▶ **TEXT BLOCK**:
* START *

More than sixty years after surviving a civil war that nearly shattered its fragile unity, Nigeria deserves truth, context, and healing, not narratives that inflame ethnic suspicion. History must be approached with care and intellectual honesty, supported by evidence from multiple credible sources, not deployed as a weapon of political convenience. Divisive claims, especially when widely circulated, threaten to undo the fragile progress toward national cohesion.

A cursory review of an article published in Daily Trust on Thursday, January 15, 2025, titled “A Morning of Carnage” and attributed to Femi Fani-Kayode, reveals multiple distortions and historical inaccuracies particularly concerning the January 15, 1966 coup and its alleged ethnic character.

Fani-Kayode wrongly asserts that the military takeover was led by a single ethnic nationality. This claim reflects a fundamental misunderstanding of how military coups occur. Coups are conspiracies of individuals operating within a command structure; they are not ethnic plebiscites. No tribe is consulted, and no ethnic congress endorses such actions. To impose collective guilt on an entire people simply because some officers shared an ethnic origin is to misread both the military institution and the Nigerian state.

In his autobiography, A Journey in Service, former Head of State, General Ibrahim Badamasi Babangida, addresses the January 1966 coup with the sobriety of an insider and the benefit of historical distance. His account makes clear that the coup’s ethnic profile was far more complex than the simplistic labels often attached to it. The acknowledged leader of the coup, Major Kaduna Nzeogwu, was “Igbo by name” but born and raised in Kaduna, culturally immersed in Northern Nigeria, and fluent in Hausa. Such details underscore how crude ethnic categorisations fail to capture historical reality.

While Babangida acknowledged that the coup “took on an unmistakable ethnic coloration” in perception and outcome, he did not equate this with ethnic intent or design. His reflections suggest that ethnicity became layered, politicised, and misunderstood in the aftermath. Many historians agree that reducing the January 1966 coup to a single ethnic motivation obscures the broader military, political, and institutional failures that shaped the crisis.

By situating the events within a fractured military, a polarised polity, and a volatile post-independence Nigeria struggling to define itself, Babangida’s account decisively complicates the careless label of an “Igbo coup.”

In contrast, Fani-Kayode relies heavily on emotive recollections from childhood. Personal memories or family anecdotes, especially from the perspective of a six-year-old cannot substitute for rigorous historical documentation. Presenting such recollections as eyewitness testimony, without corroborating evidence, only deepens confusion and distorts public understanding.

* END *

▶ **RECORDED DATA**:
* START *

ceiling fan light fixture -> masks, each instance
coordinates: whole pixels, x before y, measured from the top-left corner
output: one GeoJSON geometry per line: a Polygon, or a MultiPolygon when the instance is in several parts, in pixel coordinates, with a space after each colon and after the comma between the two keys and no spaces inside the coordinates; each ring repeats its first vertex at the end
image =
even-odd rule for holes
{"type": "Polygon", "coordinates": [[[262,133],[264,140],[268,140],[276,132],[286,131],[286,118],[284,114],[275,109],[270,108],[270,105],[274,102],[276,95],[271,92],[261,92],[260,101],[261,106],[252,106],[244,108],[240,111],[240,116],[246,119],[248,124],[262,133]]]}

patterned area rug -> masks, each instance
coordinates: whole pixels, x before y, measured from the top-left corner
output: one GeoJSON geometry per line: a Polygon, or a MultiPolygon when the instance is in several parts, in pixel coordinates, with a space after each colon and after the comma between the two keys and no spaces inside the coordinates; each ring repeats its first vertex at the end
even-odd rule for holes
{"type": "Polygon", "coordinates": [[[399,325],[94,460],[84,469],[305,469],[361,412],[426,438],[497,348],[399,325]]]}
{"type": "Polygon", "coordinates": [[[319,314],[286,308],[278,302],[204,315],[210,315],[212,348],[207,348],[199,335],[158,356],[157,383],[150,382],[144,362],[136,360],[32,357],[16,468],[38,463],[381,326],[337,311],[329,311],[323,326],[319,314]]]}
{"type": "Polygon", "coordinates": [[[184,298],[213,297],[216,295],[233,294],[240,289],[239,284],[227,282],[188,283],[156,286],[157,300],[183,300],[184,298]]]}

* END *

▶ **TASKS AND EXERCISES**:
A) Translate into French this sentence from the commentary on the January 1966 coup: "Coups are conspiracies of individuals operating within a command structure; they are not ethnic plebiscites."
B) According to the commentary on the January 1966 coup, what is the title of General Ibrahim Badamasi Babangida's autobiography?
C) Return the passage of the commentary on the January 1966 coup starting with "More than sixty" and going on through "alleged ethnic character.".

▶ **TASK-BY-TASK SOLUTIONS**:
A) Les coups d'État sont des conspirations d'individus agissant au sein d'une structure de commandement ; ce ne sont pas des plébiscites ethniques.

B) A Journey in Service

C)
More than sixty years after surviving a civil war that nearly shattered its fragile unity, Nigeria deserves truth, context, and healing, not narratives that inflame ethnic suspicion. History must be approached with care and intellectual honesty, supported by evidence from multiple credible sources, not deployed as a weapon of political convenience. Divisive claims, especially when widely circulated, threaten to undo the fragile progress toward national cohesion.

A cursory review of an article published in Daily Trust on Thursday, January 15, 2025, titled “A Morning of Carnage” and attributed to Femi Fani-Kayode, reveals multiple distortions and historical inaccuracies particularly concerning the January 15, 1966 coup and its alleged ethnic character.